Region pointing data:
★ ★ ★ ★
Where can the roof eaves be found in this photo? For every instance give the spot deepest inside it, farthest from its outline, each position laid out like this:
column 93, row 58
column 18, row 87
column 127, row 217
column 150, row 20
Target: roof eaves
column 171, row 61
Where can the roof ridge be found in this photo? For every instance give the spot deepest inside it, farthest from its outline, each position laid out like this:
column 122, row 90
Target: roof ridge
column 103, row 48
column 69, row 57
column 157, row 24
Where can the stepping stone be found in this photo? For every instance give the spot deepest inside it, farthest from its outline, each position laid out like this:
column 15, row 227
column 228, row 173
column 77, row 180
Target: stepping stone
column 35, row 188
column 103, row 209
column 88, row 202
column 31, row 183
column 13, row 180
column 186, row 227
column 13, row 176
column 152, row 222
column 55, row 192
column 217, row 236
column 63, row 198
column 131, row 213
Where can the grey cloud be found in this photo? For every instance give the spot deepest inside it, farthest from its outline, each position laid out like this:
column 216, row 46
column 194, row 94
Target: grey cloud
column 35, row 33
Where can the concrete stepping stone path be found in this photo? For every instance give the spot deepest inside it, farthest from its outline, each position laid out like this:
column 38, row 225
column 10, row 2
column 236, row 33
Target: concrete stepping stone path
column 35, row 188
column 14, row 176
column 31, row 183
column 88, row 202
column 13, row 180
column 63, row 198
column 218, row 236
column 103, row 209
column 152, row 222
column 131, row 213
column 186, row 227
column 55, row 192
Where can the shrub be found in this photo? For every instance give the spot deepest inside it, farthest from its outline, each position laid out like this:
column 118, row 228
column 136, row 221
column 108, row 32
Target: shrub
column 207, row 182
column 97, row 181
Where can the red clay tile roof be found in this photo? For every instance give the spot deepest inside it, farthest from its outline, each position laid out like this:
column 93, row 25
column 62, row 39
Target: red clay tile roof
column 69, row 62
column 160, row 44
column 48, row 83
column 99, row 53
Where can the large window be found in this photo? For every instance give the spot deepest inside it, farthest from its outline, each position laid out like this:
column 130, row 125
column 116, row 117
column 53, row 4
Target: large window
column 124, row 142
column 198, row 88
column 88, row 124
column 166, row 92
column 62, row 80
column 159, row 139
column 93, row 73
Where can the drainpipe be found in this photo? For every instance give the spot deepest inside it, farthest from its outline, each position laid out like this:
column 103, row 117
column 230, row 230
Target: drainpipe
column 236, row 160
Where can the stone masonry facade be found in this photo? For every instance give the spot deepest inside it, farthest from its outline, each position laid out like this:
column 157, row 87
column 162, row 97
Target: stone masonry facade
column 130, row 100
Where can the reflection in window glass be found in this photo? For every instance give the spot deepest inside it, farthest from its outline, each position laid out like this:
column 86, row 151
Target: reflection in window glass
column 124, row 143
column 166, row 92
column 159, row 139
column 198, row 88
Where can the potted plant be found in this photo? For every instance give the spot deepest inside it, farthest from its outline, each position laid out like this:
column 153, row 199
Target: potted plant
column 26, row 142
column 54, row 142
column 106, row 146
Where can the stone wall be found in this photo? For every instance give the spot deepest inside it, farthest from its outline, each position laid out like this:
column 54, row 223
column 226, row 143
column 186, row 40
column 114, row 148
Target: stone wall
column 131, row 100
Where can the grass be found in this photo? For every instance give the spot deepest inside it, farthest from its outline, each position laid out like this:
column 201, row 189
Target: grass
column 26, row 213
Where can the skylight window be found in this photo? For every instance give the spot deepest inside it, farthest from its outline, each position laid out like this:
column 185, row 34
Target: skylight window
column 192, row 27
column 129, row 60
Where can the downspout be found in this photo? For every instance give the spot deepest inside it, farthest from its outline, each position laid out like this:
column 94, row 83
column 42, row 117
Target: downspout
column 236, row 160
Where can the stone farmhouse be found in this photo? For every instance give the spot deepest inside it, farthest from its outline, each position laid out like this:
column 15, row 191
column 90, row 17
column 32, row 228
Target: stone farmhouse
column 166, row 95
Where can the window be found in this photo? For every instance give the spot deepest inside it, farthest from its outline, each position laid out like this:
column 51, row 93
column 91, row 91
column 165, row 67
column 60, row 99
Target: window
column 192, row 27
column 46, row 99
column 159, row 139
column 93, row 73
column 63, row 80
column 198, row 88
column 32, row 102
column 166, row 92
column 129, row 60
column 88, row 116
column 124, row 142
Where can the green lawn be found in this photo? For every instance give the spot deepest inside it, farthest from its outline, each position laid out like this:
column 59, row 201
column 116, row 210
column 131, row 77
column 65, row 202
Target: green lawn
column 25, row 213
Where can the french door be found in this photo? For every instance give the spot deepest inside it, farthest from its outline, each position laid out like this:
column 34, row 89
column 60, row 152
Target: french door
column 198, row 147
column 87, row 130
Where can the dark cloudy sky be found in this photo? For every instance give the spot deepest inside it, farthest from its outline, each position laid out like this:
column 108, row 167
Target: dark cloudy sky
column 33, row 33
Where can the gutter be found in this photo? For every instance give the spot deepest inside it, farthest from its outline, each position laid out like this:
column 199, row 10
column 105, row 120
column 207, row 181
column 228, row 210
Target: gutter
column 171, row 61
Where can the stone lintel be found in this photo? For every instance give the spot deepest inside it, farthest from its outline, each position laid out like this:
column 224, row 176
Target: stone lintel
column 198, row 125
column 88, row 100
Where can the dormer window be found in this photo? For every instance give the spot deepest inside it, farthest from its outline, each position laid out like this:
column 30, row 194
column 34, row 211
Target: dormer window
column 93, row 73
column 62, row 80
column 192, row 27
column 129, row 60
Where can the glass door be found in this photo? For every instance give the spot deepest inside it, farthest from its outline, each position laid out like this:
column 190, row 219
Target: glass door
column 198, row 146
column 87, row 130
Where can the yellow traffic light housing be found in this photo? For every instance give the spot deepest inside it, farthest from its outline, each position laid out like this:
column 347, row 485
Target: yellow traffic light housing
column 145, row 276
★ ★ ★ ★
**Activity**
Print exactly the lines above, between the one holding "column 15, row 191" and the one holding "column 60, row 99", inclusive, and nothing besides.

**Answer below**
column 15, row 191
column 90, row 17
column 32, row 228
Target: stone farmhouse
column 166, row 95
Where can the window be found in this photo? For every instance give the spot deepest inside it, farthest from its outline, each position laid out like this:
column 51, row 93
column 91, row 91
column 165, row 67
column 60, row 99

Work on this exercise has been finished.